__Required work__
Nothing but the lines from the one with "Guideline: mark the blue jeans" through the end of the records below should be written out, and each must match word for word.

- Opening Delimiter -

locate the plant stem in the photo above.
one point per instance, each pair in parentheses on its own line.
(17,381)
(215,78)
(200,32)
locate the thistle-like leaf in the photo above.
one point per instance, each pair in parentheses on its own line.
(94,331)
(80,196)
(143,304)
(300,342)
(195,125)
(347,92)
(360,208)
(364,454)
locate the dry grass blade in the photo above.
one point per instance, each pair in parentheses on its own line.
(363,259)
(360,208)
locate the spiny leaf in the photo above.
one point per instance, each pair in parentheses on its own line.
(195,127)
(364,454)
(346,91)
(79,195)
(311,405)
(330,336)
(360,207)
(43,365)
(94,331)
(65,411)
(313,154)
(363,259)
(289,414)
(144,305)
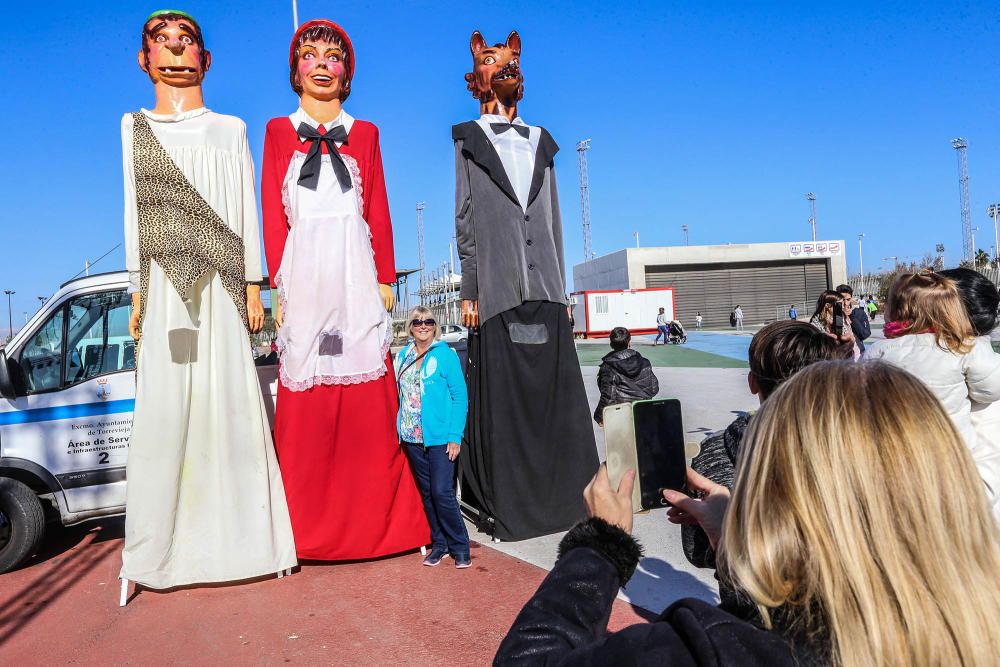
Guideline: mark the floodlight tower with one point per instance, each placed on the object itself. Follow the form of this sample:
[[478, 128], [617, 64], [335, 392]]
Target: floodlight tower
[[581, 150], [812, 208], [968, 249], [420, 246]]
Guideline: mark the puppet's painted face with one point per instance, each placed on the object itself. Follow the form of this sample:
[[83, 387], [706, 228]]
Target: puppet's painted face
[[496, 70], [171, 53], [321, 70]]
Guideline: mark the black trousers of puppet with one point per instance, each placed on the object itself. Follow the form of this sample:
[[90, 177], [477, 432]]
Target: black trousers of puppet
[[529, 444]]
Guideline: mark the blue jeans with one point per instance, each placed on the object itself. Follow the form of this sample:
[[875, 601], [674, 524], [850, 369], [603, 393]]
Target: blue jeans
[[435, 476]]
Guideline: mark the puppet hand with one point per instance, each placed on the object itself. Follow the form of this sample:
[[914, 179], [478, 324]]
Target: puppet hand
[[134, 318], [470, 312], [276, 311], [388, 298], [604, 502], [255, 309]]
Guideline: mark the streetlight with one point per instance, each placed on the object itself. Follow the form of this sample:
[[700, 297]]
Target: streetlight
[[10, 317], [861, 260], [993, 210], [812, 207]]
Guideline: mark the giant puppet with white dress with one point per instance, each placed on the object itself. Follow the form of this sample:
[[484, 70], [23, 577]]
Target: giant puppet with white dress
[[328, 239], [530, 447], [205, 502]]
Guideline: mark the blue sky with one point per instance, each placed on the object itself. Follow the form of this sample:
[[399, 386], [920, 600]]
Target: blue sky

- Closing Delimiter -

__Answer section__
Guideline: mark the blue jeans with one point per instance, each placed on the object itself. Follow the form of this sample:
[[875, 601], [674, 524], [850, 369], [603, 393]]
Target: blue jeans
[[435, 476]]
Guideline: mark the puppet hand with one point per instance, each placed on the object itself. Follow the form of this sample:
[[914, 179], [478, 324]]
Target: puppet hand
[[134, 318], [470, 312], [276, 311], [388, 298], [604, 502], [255, 309]]
Guideline: mark the streetlight with one point per instance, each placed on the object itself. Follow the form of this sample:
[[700, 297]]
Target: streetlight
[[10, 317], [861, 260], [993, 210], [812, 207]]
Guideline: mark the giant puppet with white dress with one point per instance, each placed on the object itself. Follow the form of this sample:
[[484, 70], [23, 577]]
Target: giant puppet with white dress
[[328, 239], [530, 447], [205, 502]]
Guideline: mark the blue sky with one point per instance, each placed on the object itself. Follow the form of this sample:
[[399, 386], [920, 600]]
Target: blue sky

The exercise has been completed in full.